Write the rows below as a JSON list of strings, with one string for each line and no blank lines.

── Data extract ──

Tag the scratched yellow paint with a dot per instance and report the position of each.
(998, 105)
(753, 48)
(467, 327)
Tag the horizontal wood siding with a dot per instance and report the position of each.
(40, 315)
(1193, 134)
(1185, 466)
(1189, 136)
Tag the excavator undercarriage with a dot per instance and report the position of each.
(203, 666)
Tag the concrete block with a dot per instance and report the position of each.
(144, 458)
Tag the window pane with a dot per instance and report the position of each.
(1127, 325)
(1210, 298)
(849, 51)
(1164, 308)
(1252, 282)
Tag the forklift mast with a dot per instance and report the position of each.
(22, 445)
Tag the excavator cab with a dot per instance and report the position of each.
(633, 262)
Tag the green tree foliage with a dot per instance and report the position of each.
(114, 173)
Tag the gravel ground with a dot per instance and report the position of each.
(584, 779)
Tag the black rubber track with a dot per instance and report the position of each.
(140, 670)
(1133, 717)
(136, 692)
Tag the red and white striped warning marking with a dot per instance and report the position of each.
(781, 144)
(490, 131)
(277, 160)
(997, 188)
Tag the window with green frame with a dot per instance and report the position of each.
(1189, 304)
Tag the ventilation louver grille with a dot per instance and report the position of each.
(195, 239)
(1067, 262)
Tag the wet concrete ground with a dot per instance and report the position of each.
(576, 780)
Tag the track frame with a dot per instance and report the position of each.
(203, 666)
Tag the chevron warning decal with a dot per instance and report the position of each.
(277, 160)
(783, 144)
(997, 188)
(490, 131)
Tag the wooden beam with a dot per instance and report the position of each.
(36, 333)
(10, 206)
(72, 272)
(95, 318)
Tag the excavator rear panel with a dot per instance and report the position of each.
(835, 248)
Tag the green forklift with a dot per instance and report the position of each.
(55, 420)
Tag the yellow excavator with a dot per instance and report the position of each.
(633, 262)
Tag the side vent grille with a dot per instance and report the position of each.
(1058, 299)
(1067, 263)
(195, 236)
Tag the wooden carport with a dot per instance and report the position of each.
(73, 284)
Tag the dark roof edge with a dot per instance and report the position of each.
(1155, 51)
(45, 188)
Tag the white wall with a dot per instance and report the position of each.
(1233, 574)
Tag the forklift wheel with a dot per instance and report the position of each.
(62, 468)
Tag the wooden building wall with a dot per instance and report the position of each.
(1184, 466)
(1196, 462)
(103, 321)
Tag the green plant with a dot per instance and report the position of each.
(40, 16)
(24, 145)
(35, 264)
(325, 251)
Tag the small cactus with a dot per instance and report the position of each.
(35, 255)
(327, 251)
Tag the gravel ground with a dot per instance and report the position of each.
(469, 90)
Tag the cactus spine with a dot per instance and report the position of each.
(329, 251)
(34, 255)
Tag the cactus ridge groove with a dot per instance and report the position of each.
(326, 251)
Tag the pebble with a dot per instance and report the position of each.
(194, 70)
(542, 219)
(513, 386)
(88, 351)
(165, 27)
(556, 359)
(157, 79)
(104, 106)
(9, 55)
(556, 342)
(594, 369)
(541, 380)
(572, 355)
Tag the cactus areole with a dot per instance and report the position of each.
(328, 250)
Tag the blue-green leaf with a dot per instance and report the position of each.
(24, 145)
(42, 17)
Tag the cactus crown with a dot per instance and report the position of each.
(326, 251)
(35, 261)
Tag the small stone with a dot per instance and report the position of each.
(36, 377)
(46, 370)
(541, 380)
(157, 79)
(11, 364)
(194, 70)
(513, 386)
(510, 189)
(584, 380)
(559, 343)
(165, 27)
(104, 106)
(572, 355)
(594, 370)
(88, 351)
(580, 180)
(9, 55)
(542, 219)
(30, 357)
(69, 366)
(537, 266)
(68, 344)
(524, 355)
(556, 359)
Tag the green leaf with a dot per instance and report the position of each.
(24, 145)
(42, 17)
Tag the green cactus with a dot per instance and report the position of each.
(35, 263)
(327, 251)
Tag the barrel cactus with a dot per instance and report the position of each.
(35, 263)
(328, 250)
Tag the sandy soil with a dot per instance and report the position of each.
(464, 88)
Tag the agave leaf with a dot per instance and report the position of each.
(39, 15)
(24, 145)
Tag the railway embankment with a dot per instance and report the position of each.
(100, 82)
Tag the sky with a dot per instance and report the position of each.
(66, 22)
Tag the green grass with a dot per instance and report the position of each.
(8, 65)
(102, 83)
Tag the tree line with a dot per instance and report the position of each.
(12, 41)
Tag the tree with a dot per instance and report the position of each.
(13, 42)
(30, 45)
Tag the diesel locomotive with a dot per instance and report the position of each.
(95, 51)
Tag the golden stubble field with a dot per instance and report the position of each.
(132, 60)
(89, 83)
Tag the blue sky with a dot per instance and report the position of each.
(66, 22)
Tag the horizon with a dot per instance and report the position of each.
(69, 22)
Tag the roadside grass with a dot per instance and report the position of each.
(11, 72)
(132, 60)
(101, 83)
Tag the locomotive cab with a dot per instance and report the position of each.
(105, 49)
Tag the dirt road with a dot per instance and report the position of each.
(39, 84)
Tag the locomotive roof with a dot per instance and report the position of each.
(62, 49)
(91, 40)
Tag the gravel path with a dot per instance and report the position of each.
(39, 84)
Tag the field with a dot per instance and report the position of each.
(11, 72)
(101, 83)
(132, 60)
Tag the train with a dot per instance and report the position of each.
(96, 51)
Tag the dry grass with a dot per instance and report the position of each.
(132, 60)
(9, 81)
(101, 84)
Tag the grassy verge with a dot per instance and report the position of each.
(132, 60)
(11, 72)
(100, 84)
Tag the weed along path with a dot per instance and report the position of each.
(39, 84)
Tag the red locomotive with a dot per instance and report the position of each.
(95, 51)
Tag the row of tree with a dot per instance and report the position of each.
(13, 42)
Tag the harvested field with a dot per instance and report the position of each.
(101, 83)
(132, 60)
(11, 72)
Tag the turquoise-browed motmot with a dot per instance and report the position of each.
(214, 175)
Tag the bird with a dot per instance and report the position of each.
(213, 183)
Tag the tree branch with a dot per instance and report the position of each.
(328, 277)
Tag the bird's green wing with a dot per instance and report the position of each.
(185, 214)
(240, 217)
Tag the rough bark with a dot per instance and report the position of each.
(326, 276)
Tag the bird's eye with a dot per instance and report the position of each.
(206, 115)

───

=== Response to the exercise ===
[
  "Tag the scratched yellow paint with a dot per instance and report the position of each.",
  "(998, 105)",
  "(753, 48)",
  "(467, 327)",
  "Tag the horizontal wood siding with a dot per instance and report the position of each.",
  "(40, 315)",
  "(1193, 134)",
  "(1185, 466)",
  "(1189, 136)",
  "Tag the excavator undercarriage with a dot per instance and report the position of each.",
  "(203, 666)",
  "Tag the concrete block with a dot per instance and report the position of each.",
  "(144, 458)",
  "Tag the window pane with a dot per instance and report the position of each.",
  "(1127, 325)",
  "(1210, 298)",
  "(849, 51)",
  "(1164, 308)",
  "(1252, 282)",
  "Tag the forklift mast with a dot per instance and report the position of each.",
  "(22, 445)",
  "Tag the excavator cab with a dot per instance and report the position of each.",
  "(633, 262)",
  "Tag the green tree foliage with a dot per instance and report the position of each.",
  "(114, 173)",
  "Tag the gravel ground with a dot per instance and report the position of each.",
  "(584, 779)",
  "Tag the black rubber track with a dot per instance and report the position of each.",
  "(140, 670)",
  "(1133, 717)",
  "(136, 692)",
  "Tag the red and white striped warning marking with a dot per instance and report the position of each.",
  "(781, 144)",
  "(490, 131)",
  "(277, 160)",
  "(997, 188)",
  "Tag the window with green frame with a dot per instance and report the position of each.",
  "(1189, 304)",
  "Tag the ventilation louver grille with a dot per instance and report the position of each.",
  "(195, 239)",
  "(1067, 262)",
  "Tag the wet concrete ground with a dot per instance and report the position of each.",
  "(576, 780)",
  "Tag the track frame with a dot per instance and report the position of each.",
  "(203, 666)",
  "Tag the chevron warning decal with a dot per instance and report the position of each.",
  "(277, 160)",
  "(783, 144)",
  "(997, 188)",
  "(490, 131)",
  "Tag the wooden beam with a dot per instance and report the position of each.",
  "(36, 333)",
  "(10, 206)",
  "(72, 272)",
  "(95, 318)",
  "Tag the excavator rear panel with a dot per instance and report the position of each.",
  "(835, 248)",
  "Tag the green forklift with a dot per instance and report the position of each.",
  "(55, 420)",
  "Tag the yellow excavator with a dot per instance and report the position of each.",
  "(633, 262)",
  "Tag the side vent grille with a dot per instance and report the position of each.",
  "(1058, 299)",
  "(1067, 263)",
  "(195, 236)",
  "Tag the wooden carport with a dot per instance and report the position of each.",
  "(73, 284)",
  "Tag the dark roof edge with a dot per instance and report the position of each.",
  "(1155, 51)",
  "(45, 188)",
  "Tag the white wall with a dot per instance and report the position of each.",
  "(1233, 574)",
  "Tag the forklift wheel with a dot per instance and report the position of each.",
  "(62, 468)",
  "Tag the wooden building wall with a dot per instance and report the position of each.",
  "(1184, 466)",
  "(1196, 462)",
  "(103, 321)",
  "Tag the green plant with a dot per instance and report the position of each.",
  "(40, 16)",
  "(24, 145)",
  "(35, 264)",
  "(325, 251)",
  "Tag the small cactus with a dot per instance and report the position of each.",
  "(35, 255)",
  "(327, 251)",
  "Tag the gravel ground with a dot per instance and report the position of each.",
  "(469, 90)",
  "Tag the cactus spine with a dot per instance and report the position of each.",
  "(329, 251)",
  "(34, 255)",
  "Tag the cactus ridge groove with a dot per instance and report the position of each.",
  "(326, 251)",
  "Tag the pebble with a dot per instance and report the position of each.",
  "(194, 70)",
  "(542, 219)",
  "(513, 386)",
  "(88, 351)",
  "(165, 27)",
  "(556, 359)",
  "(157, 79)",
  "(104, 106)",
  "(9, 55)",
  "(556, 342)",
  "(594, 369)",
  "(541, 380)",
  "(572, 355)",
  "Tag the cactus areole with a dot per instance and report the position of each.",
  "(328, 250)",
  "Tag the blue-green leaf with a dot per instance and report the position of each.",
  "(24, 145)",
  "(42, 17)",
  "Tag the cactus crown with a dot per instance and report the position of each.",
  "(326, 251)",
  "(35, 261)",
  "Tag the small stone with a dot per instance and report the position of each.",
  "(36, 377)",
  "(46, 370)",
  "(541, 380)",
  "(157, 79)",
  "(11, 364)",
  "(194, 70)",
  "(513, 386)",
  "(510, 189)",
  "(584, 380)",
  "(559, 343)",
  "(165, 27)",
  "(104, 106)",
  "(572, 355)",
  "(594, 370)",
  "(88, 351)",
  "(580, 180)",
  "(9, 55)",
  "(542, 219)",
  "(30, 357)",
  "(69, 366)",
  "(537, 266)",
  "(68, 344)",
  "(524, 355)",
  "(556, 359)",
  "Tag the green leaf with a dot per instance and report the position of each.",
  "(24, 145)",
  "(42, 17)",
  "Tag the green cactus with a dot per instance and report the position of each.",
  "(35, 263)",
  "(327, 251)",
  "Tag the barrel cactus with a dot per instance and report the position of each.",
  "(35, 263)",
  "(328, 250)",
  "Tag the sandy soil with a dot per instance and report the position of each.",
  "(464, 88)",
  "Tag the agave leaf with a dot per instance and report the position of each.",
  "(39, 15)",
  "(24, 145)",
  "Tag the railway embankment with a dot per instance and report the position of each.",
  "(100, 82)",
  "Tag the sky with a dot per instance and report the position of each.",
  "(66, 22)",
  "Tag the green grass with a dot per instance and report the position of each.",
  "(8, 65)",
  "(102, 83)",
  "Tag the tree line with a dot per instance and report the position of each.",
  "(12, 41)",
  "Tag the tree with a dot per instance and report the position of each.",
  "(13, 42)",
  "(30, 45)",
  "Tag the diesel locomotive with a dot per instance and report the position of each.",
  "(95, 51)",
  "Tag the golden stubble field with a dot per instance and report the position of each.",
  "(132, 60)",
  "(89, 83)",
  "Tag the blue sky with a dot per instance and report the position of each.",
  "(66, 22)",
  "Tag the horizon with a dot per instance and report the position of each.",
  "(69, 22)",
  "Tag the roadside grass with a dot per instance and report the position of each.",
  "(11, 72)",
  "(132, 60)",
  "(101, 83)",
  "Tag the locomotive cab with a dot per instance and report the position of each.",
  "(105, 49)",
  "Tag the dirt road with a dot per instance and report the position of each.",
  "(39, 84)",
  "Tag the locomotive roof with a dot per instance and report the position of each.",
  "(62, 49)",
  "(91, 40)",
  "Tag the gravel path with a dot per instance and report the position of each.",
  "(39, 84)",
  "Tag the field with a dot per instance and report the position of each.",
  "(11, 72)",
  "(101, 83)",
  "(132, 60)",
  "Tag the train with a dot per instance and report the position of each.",
  "(96, 51)",
  "Tag the dry grass with a dot per instance and report the position of each.",
  "(132, 60)",
  "(9, 81)",
  "(101, 84)",
  "Tag the grassy verge with a dot per instance and report the position of each.",
  "(132, 60)",
  "(11, 72)",
  "(100, 84)",
  "Tag the weed along path with a dot per instance and report the position of each.",
  "(39, 84)",
  "Tag the red locomotive with a dot per instance and report the position of each.",
  "(95, 51)",
  "Tag the row of tree with a dot per instance and report the position of each.",
  "(13, 42)",
  "Tag the harvested field with a dot per instance and report the position of each.",
  "(101, 83)",
  "(132, 60)",
  "(11, 72)",
  "Tag the turquoise-browed motmot with a dot per instance and report the position of each.",
  "(214, 175)",
  "Tag the bird with a dot per instance and report the position of each.",
  "(213, 183)",
  "Tag the tree branch with a dot per instance and report the position of each.",
  "(328, 277)",
  "Tag the bird's green wing with a dot per instance and report the position of each.",
  "(185, 214)",
  "(240, 217)",
  "Tag the rough bark with a dot per instance and report the position of each.",
  "(326, 276)",
  "Tag the bird's eye with a dot per instance and report the position of each.",
  "(206, 115)"
]